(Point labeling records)
_ _ _ _ _ _ _
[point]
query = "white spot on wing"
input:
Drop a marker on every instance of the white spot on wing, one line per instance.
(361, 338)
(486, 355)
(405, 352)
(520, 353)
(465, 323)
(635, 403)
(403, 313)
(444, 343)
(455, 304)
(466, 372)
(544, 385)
_ _ _ _ _ _ _
» Task objective
Arrange these records as a two-column CSV with the headers request and points, one row per record. Put each record's text and its answer in a single quoted field, replacing any line breaks with spaces.

» The reply
request,points
"[point] query = ""white spot on wing"" input: Drop a marker on every instance of the white spot on wing, one line per instance.","(361, 338) (486, 355) (405, 352) (520, 353) (465, 323) (635, 403) (403, 313) (444, 343) (455, 304) (466, 372) (544, 385)"